Segment Start: Dataset records

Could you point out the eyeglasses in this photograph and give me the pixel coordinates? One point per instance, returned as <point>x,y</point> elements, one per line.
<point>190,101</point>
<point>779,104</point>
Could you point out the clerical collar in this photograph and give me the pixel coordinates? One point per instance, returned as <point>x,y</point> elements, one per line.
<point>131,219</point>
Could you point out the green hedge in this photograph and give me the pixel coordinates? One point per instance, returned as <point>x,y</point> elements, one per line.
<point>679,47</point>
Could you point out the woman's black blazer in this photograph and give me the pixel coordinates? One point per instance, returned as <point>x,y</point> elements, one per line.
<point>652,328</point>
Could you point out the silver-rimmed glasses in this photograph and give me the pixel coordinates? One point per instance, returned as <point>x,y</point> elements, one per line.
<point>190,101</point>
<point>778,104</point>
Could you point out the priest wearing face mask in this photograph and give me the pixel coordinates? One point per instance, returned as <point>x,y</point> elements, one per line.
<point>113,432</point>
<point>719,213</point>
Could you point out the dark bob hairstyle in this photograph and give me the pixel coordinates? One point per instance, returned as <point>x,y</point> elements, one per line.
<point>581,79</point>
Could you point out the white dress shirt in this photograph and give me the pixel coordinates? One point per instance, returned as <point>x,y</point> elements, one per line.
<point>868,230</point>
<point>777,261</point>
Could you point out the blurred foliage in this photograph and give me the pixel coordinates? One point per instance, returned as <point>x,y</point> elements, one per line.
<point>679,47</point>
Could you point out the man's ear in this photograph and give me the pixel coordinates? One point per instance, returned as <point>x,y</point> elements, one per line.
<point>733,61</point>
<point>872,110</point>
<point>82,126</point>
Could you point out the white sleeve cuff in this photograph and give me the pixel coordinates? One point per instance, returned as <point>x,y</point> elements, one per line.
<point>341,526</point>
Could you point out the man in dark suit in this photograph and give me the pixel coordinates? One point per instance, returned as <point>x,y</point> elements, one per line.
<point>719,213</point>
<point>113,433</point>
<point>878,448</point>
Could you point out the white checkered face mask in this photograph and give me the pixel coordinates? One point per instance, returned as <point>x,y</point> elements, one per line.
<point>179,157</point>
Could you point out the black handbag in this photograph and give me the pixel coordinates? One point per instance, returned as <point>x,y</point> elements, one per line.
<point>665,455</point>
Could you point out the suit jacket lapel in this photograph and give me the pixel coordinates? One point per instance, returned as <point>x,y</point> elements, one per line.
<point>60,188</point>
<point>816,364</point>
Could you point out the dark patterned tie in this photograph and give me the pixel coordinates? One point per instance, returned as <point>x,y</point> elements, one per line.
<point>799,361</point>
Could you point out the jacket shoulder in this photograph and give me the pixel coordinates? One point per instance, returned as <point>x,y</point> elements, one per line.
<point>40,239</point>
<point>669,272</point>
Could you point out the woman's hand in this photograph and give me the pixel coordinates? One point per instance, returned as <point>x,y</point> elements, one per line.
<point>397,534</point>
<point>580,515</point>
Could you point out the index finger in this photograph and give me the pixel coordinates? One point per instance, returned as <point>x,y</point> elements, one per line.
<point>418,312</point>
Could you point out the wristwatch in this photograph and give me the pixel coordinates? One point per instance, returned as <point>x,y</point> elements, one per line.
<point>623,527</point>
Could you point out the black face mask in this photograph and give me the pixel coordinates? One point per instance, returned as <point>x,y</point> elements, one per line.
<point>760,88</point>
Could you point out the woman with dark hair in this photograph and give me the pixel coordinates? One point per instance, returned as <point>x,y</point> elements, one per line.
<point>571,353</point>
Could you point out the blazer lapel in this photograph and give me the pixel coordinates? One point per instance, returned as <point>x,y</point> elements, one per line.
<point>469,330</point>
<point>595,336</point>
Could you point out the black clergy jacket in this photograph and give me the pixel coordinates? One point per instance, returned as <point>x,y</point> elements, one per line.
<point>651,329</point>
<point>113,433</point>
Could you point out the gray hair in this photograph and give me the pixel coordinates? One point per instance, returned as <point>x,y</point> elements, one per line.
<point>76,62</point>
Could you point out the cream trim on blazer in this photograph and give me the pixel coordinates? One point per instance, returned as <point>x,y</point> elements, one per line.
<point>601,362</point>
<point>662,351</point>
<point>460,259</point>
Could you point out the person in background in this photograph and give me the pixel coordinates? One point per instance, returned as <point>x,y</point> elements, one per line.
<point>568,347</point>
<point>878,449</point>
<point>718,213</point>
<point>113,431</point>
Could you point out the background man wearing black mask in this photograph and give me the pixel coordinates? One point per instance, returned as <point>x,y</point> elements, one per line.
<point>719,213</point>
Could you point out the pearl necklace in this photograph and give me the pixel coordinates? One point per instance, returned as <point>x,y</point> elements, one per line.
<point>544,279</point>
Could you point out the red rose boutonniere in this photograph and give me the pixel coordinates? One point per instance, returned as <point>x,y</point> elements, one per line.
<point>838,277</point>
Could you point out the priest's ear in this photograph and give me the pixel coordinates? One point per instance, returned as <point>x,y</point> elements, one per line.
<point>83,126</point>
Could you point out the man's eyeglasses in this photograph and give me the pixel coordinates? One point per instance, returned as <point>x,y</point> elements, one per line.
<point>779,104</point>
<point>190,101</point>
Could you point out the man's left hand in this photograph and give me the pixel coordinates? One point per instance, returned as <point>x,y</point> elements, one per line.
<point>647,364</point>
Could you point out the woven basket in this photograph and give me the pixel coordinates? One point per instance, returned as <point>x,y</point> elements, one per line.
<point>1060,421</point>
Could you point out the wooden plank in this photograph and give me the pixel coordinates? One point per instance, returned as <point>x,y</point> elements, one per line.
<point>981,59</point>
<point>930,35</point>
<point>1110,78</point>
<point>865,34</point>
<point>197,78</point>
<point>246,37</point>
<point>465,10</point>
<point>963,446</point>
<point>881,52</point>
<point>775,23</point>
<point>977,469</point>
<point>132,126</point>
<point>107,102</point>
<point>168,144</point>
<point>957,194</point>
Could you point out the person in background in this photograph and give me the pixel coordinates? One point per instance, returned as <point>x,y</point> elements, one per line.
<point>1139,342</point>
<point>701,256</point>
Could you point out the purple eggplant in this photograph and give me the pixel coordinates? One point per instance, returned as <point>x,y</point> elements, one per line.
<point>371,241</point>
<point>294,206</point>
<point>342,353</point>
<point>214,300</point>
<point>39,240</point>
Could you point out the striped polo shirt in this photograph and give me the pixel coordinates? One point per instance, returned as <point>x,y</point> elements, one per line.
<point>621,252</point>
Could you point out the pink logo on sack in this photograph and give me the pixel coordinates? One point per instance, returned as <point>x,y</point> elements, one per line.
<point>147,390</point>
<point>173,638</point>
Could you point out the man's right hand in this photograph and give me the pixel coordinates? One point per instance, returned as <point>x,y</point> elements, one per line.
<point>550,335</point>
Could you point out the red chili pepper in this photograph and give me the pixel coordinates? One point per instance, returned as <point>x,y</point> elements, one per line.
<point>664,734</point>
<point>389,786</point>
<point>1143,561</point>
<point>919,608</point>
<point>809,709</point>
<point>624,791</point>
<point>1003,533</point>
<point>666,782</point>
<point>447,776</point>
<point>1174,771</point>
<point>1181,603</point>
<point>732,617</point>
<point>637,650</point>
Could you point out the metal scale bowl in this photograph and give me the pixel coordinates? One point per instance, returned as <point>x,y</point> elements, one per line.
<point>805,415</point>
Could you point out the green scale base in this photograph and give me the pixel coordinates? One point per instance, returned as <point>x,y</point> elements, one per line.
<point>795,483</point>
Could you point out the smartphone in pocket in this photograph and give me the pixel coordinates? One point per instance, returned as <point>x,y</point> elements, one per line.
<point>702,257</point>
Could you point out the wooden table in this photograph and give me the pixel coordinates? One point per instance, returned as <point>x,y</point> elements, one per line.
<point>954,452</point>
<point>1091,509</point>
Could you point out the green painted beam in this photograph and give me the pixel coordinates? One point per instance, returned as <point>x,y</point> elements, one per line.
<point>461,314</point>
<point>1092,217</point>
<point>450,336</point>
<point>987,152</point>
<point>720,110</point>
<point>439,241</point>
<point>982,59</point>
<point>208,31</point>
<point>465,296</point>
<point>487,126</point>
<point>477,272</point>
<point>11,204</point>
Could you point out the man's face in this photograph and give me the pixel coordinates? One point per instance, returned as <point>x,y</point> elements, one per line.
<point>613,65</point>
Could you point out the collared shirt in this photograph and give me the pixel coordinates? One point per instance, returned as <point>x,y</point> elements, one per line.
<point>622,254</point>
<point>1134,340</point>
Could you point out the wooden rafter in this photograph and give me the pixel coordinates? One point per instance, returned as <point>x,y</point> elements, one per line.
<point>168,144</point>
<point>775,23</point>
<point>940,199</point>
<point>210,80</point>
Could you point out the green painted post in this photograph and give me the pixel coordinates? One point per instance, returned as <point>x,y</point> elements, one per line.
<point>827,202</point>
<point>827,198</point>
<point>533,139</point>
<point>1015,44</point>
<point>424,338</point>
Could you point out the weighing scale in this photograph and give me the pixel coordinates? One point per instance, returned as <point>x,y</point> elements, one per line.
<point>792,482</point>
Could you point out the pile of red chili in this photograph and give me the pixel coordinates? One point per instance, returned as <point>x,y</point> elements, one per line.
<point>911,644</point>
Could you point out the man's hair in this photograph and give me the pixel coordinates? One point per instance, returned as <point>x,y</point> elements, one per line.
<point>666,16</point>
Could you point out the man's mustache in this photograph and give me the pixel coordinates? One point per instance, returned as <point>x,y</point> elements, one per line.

Segment End: Dataset records

_Exercise requirements_:
The expected output is the lines from the one with "Could you point out the man's hair" through the end of the data, exactly as written and nothing more.

_Output_:
Could you point out the man's hair in this photograph and give me the pixel coordinates? One point per instance, returned as <point>x,y</point> elements, one per line.
<point>666,16</point>
Could you point out the man's mustache in this photograph and give me the pixel coordinates? One point per instance, returned as <point>x,y</point> elements, one per line.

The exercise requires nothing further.